» TRECHO SELECIONADO
Dante Filho (*)
O suave golpe de cada dia
O Brasil sempre viveu momentos sucessivos de esquisitices políticas. Nossas rupturas – decorrentes de crises auto-impostas - atravessam o tempo mostrando que mudamos para continuar fazendo a mesma coisa. Na semana passada, mais especificamente no dia oito de abril, o poder mudou de mãos e a maioria da sociedade nem percebeu. Vivemos a era da disfunção cognitiva.
A presidente Dilma deixou discretamente o comando do País, transferindo para as mãos de seu vice, Michel Temer, a batuta da orquestração do quarteto de cordas formado por Joaquim Levy, Renan Calheiros, Eduardo Cunha e Lula. A partir de agora, quem manda pra valer, com um grau inidentificável de tom e de dissonância, é essa turma. Uma parceria que ainda vai dar o que falar, para o bem o para o mal.

» DADOS FORNECIDOS
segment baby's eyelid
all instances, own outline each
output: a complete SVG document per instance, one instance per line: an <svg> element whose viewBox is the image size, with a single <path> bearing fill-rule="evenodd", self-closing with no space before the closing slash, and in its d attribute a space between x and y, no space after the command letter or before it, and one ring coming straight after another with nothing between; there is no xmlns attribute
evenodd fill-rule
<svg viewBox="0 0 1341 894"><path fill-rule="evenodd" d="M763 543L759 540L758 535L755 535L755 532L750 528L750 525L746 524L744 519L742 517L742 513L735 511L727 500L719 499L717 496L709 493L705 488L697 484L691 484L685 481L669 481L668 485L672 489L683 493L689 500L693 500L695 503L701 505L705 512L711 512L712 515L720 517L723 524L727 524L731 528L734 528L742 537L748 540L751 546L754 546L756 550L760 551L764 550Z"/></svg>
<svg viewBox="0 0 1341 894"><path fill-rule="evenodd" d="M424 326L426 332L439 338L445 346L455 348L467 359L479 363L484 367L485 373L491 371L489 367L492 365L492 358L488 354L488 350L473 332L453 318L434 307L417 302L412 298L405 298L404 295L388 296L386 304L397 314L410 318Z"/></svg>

» SUA TAREFA
Dê sequência ao texto sobre a passagem do comando do País para Michel Temer, começando logo depois da última frase do trecho selecionado.

» RESPOSTA
O serviço só não foi completo porque na borda do palco ficou o impávido Aloizio Mercadante, Ministro da Casa Civil. Mas parece que é apenas uma questão de tempo. Lula está preparando o funcionamento da guilhotina para os próximos dias e há apostas seguras de que sua decapitação fechará uma transição suave para o governo Lulopeemedebista.
A inovação toda desse processo está no fato de que a maioria imagina que golpe de Estado seja algo necessariamente violento, em que a natureza do regime não somente se transforma radicalmente, como passa para as mãos de quem não foi legitimado pela vontade popular. Teremos que rever conceitos.
O Brasil, nesse aspecto, está fornecendo uma contribuição formidável para as ciências sociais, pois a presidente renunciou ao mandato e, ao mesmo tempo, permanece exercendo um escorreito protocolo de aparências oficiais que prova duas verdades fundamentais: a eficácia da dieta ravenna e a comprovação de que o uso de um vocabulário estranho não atrapalha a performance midiática . Afinal, o público precisa de diversão.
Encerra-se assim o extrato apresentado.